▶ _Exercise requirements_:
Locate each line in the data below that contains the string "foreground" and copy every such line. Matching is case-sensitive.

▶ _Records for the task_:
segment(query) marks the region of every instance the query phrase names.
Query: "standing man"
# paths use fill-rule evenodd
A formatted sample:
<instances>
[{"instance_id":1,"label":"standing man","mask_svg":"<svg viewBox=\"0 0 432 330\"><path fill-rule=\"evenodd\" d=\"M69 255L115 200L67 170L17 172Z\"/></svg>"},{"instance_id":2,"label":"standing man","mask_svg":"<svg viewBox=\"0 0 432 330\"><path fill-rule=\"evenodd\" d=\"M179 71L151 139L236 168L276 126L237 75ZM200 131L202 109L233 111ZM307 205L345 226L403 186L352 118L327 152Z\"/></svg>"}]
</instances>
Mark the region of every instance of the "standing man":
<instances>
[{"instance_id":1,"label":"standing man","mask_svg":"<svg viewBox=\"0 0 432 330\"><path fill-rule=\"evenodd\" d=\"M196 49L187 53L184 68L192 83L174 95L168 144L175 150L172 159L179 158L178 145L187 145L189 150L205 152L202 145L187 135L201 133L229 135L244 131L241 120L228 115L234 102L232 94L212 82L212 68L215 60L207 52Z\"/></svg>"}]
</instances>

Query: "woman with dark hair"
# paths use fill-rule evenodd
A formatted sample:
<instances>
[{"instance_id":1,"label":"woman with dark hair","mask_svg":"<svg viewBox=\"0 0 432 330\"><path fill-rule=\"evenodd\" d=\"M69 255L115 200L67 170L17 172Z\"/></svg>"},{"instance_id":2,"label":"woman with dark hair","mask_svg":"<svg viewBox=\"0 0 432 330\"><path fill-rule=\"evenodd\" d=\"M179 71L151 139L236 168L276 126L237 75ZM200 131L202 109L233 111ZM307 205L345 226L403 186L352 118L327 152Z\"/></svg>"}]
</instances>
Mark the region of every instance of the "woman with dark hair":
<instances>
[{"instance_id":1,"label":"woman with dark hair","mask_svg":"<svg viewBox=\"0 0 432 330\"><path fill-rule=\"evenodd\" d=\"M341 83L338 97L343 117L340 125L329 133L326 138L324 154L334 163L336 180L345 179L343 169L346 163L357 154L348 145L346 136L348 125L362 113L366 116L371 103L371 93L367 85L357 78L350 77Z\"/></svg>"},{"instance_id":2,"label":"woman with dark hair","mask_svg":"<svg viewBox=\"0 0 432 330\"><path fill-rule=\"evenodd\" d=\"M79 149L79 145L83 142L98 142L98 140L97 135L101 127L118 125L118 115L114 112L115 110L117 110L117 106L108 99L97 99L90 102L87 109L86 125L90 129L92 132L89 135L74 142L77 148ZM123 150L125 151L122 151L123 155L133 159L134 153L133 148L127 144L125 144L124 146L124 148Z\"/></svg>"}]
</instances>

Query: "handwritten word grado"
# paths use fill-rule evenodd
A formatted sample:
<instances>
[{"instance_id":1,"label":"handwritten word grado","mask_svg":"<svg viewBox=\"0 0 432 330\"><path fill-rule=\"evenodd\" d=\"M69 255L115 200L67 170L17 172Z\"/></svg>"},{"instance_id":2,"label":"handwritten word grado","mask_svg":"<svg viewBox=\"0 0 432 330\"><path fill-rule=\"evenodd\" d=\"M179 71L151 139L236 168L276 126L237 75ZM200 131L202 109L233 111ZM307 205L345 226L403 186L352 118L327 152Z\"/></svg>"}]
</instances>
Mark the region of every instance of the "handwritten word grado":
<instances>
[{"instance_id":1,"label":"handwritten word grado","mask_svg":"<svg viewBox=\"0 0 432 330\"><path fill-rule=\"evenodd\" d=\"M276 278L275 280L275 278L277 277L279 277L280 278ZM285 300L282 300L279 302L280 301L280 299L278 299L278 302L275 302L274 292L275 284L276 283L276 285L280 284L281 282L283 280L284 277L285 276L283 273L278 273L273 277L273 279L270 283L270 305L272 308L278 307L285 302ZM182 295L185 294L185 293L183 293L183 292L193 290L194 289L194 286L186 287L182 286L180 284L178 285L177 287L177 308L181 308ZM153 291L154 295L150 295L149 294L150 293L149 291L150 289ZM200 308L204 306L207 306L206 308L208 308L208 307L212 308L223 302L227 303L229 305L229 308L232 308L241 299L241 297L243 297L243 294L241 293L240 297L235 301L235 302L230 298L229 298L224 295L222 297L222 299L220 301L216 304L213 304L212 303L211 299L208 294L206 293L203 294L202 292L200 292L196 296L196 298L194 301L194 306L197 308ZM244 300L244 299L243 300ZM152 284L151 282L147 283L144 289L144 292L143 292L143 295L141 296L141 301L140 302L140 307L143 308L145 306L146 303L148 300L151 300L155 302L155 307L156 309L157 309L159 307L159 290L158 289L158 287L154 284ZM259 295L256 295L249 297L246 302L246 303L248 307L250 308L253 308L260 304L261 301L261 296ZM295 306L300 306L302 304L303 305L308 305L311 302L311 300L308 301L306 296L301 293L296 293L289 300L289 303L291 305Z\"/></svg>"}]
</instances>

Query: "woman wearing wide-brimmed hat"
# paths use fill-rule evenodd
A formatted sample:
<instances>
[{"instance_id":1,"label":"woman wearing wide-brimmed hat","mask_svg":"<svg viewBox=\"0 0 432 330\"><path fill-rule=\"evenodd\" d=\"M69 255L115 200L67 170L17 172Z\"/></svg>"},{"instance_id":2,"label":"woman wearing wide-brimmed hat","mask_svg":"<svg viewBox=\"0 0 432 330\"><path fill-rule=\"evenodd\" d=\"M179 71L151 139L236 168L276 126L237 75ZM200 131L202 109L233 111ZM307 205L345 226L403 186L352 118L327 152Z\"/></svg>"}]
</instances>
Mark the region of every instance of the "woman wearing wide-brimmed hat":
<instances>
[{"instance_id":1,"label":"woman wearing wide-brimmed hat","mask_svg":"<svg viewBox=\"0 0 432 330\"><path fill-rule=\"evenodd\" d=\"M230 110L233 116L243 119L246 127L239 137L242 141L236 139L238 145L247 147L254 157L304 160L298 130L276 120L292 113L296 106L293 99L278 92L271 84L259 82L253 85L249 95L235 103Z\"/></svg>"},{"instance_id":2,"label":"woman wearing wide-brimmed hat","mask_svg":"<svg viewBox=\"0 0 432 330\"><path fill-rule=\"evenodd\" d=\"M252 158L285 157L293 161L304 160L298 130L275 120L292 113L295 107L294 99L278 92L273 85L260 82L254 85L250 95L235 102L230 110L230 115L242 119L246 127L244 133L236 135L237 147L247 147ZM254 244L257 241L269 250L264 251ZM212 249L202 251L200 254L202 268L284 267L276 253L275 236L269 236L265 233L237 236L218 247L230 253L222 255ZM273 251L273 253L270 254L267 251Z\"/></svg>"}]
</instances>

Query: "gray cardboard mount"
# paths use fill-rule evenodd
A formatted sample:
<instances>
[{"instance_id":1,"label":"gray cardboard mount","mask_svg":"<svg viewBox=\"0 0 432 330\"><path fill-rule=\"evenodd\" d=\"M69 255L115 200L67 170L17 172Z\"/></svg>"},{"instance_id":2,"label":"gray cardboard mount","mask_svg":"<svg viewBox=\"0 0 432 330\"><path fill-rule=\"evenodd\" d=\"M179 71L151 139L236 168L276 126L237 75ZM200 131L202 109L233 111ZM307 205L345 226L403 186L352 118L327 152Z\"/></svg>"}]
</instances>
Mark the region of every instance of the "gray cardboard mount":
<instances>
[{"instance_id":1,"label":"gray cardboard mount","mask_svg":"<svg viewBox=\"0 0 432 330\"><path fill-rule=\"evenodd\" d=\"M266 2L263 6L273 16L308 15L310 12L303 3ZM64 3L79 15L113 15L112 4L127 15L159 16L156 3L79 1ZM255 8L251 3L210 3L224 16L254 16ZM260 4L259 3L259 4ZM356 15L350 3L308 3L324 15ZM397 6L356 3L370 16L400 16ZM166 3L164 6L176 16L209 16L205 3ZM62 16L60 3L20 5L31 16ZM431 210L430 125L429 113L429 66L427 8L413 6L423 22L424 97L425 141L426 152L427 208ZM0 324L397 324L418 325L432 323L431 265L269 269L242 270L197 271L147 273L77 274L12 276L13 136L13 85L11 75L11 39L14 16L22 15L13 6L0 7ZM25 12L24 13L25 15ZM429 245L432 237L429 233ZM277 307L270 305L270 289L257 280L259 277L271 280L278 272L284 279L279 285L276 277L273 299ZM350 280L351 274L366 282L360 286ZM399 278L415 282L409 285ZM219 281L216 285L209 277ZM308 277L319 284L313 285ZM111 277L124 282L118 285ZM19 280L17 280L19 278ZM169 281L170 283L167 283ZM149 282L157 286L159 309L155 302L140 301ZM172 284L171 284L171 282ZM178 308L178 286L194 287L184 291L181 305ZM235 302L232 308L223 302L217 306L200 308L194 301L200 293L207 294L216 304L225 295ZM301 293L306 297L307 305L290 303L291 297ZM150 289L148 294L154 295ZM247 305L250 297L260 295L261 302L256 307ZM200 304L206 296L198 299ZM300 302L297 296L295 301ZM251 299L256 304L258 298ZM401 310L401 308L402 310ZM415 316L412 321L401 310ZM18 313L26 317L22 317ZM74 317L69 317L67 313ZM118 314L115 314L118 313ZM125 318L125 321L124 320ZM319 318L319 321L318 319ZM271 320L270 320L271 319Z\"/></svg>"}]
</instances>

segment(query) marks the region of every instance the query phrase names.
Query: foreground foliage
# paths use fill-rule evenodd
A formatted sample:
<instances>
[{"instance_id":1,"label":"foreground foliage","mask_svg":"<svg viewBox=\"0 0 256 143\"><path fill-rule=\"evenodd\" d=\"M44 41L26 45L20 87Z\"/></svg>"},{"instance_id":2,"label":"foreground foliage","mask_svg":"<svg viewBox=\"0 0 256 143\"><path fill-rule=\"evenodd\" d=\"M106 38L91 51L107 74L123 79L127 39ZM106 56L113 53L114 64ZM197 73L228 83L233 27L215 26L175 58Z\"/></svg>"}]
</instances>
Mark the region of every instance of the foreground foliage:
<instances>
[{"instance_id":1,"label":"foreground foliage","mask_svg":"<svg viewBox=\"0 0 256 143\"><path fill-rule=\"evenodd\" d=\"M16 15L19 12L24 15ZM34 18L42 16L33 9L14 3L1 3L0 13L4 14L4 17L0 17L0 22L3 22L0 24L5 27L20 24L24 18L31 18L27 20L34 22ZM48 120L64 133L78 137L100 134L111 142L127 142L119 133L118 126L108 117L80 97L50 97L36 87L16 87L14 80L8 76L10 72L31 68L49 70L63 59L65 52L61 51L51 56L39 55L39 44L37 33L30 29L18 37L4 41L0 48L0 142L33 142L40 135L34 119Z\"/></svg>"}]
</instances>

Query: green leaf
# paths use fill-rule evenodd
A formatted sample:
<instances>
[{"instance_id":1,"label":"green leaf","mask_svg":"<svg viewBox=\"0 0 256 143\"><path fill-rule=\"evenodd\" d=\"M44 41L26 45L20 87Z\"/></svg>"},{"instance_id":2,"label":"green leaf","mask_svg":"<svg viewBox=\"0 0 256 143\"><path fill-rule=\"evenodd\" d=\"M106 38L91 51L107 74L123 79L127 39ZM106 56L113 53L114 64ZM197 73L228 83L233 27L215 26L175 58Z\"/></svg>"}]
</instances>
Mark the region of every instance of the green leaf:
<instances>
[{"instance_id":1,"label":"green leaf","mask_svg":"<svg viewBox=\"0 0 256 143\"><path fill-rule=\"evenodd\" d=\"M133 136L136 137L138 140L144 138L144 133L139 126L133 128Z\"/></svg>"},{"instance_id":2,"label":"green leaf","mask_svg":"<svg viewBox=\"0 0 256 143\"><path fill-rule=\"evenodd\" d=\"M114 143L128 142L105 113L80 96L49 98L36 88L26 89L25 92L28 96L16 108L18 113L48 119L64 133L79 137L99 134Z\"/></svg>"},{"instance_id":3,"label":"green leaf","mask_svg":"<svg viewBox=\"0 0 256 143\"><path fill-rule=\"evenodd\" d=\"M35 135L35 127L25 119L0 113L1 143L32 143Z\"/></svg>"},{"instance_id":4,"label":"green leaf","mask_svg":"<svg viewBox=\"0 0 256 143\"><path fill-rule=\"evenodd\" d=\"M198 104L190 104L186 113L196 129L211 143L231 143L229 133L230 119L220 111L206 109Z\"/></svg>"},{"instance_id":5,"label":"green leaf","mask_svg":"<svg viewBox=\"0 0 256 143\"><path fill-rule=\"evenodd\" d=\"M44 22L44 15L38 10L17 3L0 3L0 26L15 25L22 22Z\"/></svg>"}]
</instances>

▶ _Answer_:
Query: foreground foliage
[{"instance_id":1,"label":"foreground foliage","mask_svg":"<svg viewBox=\"0 0 256 143\"><path fill-rule=\"evenodd\" d=\"M44 41L26 45L20 87Z\"/></svg>"},{"instance_id":2,"label":"foreground foliage","mask_svg":"<svg viewBox=\"0 0 256 143\"><path fill-rule=\"evenodd\" d=\"M106 38L91 51L107 74L123 79L127 39ZM106 56L113 53L114 64ZM197 73L228 83L233 27L215 26L175 58Z\"/></svg>"}]
Mark the region of every instance of the foreground foliage:
[{"instance_id":1,"label":"foreground foliage","mask_svg":"<svg viewBox=\"0 0 256 143\"><path fill-rule=\"evenodd\" d=\"M16 15L19 12L24 15ZM34 18L42 16L33 9L14 3L1 3L0 13L4 14L4 17L0 17L0 22L3 22L0 24L5 27L20 24L24 18L31 18L27 20L34 22ZM48 120L64 133L78 137L100 134L111 142L127 142L119 133L118 126L108 117L80 97L50 97L36 87L16 87L14 80L8 76L10 72L31 68L49 70L63 59L65 52L61 51L51 56L39 55L39 44L37 33L30 29L18 37L4 41L0 48L0 142L33 142L40 135L34 119Z\"/></svg>"}]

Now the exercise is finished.